***** Input *****

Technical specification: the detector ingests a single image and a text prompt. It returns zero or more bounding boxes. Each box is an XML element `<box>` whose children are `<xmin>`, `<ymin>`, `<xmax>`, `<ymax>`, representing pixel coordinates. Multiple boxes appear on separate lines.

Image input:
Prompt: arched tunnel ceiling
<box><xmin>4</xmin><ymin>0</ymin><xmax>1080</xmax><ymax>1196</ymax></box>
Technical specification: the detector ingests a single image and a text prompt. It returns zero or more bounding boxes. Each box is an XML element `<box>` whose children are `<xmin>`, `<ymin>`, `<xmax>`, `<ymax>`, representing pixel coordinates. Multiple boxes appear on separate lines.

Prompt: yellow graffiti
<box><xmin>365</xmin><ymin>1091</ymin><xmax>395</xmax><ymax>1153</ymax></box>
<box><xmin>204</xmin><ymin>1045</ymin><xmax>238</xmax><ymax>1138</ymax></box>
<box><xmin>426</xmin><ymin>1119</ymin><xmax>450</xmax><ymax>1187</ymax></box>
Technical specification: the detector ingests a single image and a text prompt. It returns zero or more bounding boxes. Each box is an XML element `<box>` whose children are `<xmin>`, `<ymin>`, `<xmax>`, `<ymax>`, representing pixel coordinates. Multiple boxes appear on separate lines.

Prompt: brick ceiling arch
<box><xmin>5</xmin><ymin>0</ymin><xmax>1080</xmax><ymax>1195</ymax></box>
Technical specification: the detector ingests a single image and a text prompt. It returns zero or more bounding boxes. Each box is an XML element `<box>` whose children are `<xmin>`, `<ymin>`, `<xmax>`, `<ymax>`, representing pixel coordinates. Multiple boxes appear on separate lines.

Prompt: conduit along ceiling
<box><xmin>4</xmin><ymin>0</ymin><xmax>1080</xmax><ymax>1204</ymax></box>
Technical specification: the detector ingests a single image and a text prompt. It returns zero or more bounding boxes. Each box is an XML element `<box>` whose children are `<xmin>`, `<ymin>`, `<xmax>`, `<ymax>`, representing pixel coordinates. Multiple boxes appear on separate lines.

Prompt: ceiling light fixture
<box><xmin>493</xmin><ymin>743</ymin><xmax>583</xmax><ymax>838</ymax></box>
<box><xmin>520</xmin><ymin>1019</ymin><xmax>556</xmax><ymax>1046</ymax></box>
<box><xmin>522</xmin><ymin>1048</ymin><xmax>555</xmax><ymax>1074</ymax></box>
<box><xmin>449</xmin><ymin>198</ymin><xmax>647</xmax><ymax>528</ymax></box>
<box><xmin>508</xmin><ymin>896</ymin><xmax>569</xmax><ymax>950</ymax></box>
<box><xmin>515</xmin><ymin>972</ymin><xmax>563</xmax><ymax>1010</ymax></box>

*****

What to do
Take the material above and reproduce it word for word.

Reply to the exercise
Technical specification: the detector ingests a single image and a text prompt. It returns zero or more bounding boxes. Each box is an XML element `<box>` whose children are `<xmin>`, `<ymin>`, `<xmax>`, `<ymax>`, representing pixel coordinates. Multiple boxes appear on separate lines.

Image input:
Prompt: arched tunnel ceiling
<box><xmin>4</xmin><ymin>0</ymin><xmax>1080</xmax><ymax>1196</ymax></box>
Technical specification: the detector ingests a single image and a text prompt. It returns zero or more bounding boxes. Each box is an XML element `<box>` whose children are `<xmin>`, `<ymin>`, `<xmax>`, `<ymax>`, representing pixel coordinates. Multiple boxes appear on separate lines.

Prompt: yellow graffiti
<box><xmin>365</xmin><ymin>1091</ymin><xmax>395</xmax><ymax>1153</ymax></box>
<box><xmin>204</xmin><ymin>1045</ymin><xmax>238</xmax><ymax>1138</ymax></box>
<box><xmin>426</xmin><ymin>1119</ymin><xmax>450</xmax><ymax>1187</ymax></box>
Technical specification: the detector ingests a single image and a text prompt. It returns zero or more bounding boxes. Each box is an XML element `<box>` whose children are `<xmin>`, `<ymin>`, `<xmax>`, `<ymax>`, representing pixel coordinates. Multiple boxes appear on separate lines.

Prompt: brick ceiling arch
<box><xmin>5</xmin><ymin>0</ymin><xmax>1080</xmax><ymax>1195</ymax></box>
Technical specification: the detector ingests a single image and a text prompt. It returns zero or more bounding boxes. Each box is an XML element `<box>` whose children are `<xmin>`, `<ymin>`, `<xmax>`, `<ymax>`, representing pixel coordinates. Multiple boxes appear on separate lines.

Prompt: conduit along ceiling
<box><xmin>4</xmin><ymin>0</ymin><xmax>1080</xmax><ymax>1204</ymax></box>
Technical specification: the detector ingests a single image and a text prompt. It returns zero or more bounding boxes. Each box is an XML element `<box>` whose children are `<xmin>`, `<ymin>`, `<xmax>`, `<ymax>`, representing pixel coordinates. Multiple boxes appear on separate lines.

Prompt: ceiling light fixture
<box><xmin>493</xmin><ymin>743</ymin><xmax>583</xmax><ymax>838</ymax></box>
<box><xmin>520</xmin><ymin>1019</ymin><xmax>556</xmax><ymax>1046</ymax></box>
<box><xmin>522</xmin><ymin>1048</ymin><xmax>555</xmax><ymax>1074</ymax></box>
<box><xmin>449</xmin><ymin>198</ymin><xmax>647</xmax><ymax>528</ymax></box>
<box><xmin>508</xmin><ymin>896</ymin><xmax>569</xmax><ymax>950</ymax></box>
<box><xmin>515</xmin><ymin>972</ymin><xmax>563</xmax><ymax>1010</ymax></box>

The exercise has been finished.